:: WHAT YOU ARE ASKED TO DO ::
Over all lines in the data below, count those holding "white" and give only the result.

Saved entries
== Segment start ==
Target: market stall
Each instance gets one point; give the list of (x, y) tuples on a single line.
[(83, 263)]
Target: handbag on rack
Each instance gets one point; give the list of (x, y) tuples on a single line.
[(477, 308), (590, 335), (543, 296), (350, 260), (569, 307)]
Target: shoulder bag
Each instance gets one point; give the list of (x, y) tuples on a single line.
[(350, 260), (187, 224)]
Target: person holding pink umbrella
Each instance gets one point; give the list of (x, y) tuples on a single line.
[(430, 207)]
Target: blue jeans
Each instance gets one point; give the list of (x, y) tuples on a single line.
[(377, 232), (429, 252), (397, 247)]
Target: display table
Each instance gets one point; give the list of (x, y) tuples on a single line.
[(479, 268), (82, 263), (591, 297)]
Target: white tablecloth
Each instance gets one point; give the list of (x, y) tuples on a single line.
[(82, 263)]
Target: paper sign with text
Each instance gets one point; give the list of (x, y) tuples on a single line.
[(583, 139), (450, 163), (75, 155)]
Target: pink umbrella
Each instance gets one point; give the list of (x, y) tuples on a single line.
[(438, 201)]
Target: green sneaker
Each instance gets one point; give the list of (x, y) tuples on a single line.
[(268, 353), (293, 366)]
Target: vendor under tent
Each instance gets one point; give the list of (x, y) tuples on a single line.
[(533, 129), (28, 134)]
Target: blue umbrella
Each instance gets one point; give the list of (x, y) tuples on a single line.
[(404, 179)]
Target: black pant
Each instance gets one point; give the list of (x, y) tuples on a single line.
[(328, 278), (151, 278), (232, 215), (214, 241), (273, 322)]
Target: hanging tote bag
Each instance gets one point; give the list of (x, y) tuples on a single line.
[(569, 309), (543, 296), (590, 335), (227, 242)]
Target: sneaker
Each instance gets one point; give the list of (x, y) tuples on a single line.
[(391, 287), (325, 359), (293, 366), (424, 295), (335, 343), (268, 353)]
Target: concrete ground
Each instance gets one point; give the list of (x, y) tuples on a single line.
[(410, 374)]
== Segment end ==
== Segment start ==
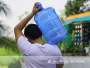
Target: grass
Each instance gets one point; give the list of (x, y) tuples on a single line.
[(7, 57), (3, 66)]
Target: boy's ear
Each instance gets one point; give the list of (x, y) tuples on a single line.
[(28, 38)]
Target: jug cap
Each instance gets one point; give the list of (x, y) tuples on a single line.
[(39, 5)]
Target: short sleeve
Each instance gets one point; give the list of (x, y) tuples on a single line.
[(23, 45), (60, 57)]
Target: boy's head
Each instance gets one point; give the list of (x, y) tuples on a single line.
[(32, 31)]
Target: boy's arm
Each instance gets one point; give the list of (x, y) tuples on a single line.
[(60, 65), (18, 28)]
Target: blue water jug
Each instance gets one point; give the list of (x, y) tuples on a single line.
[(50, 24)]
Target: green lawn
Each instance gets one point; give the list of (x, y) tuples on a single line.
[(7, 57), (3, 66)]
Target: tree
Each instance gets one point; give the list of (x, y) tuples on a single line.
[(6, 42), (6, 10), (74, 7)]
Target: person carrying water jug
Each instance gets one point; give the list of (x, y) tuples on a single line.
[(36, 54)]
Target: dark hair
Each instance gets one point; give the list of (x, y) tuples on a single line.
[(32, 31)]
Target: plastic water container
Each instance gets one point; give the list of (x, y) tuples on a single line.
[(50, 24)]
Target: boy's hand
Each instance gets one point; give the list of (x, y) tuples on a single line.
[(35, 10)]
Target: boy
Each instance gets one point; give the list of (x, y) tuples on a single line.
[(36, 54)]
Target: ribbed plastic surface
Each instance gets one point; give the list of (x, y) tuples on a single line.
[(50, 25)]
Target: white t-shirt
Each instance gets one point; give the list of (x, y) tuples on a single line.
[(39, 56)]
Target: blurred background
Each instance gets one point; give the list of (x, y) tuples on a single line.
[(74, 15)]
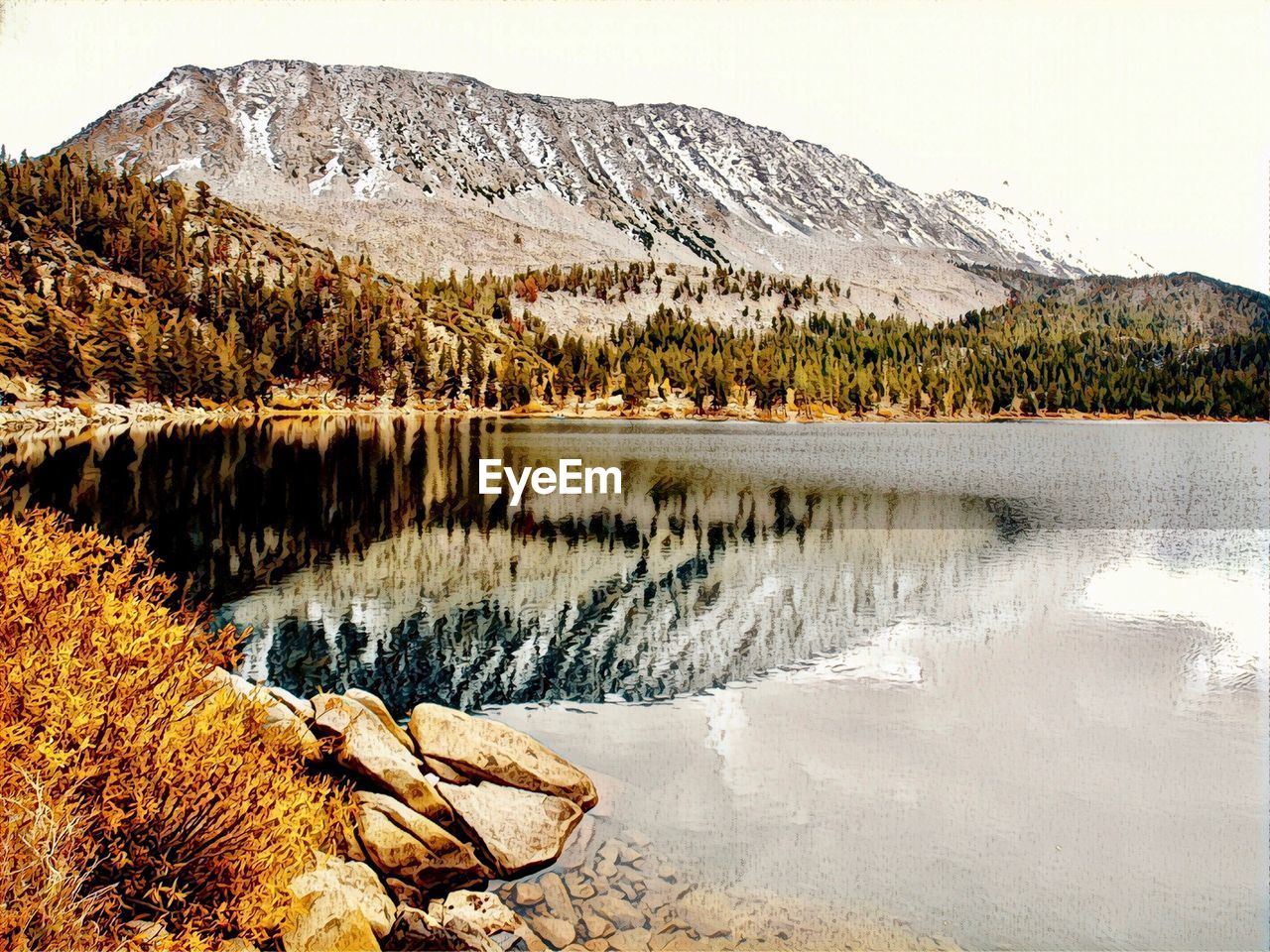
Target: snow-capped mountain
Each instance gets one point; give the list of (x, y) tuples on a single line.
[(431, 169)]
== Segment end ==
:: REPLY ::
2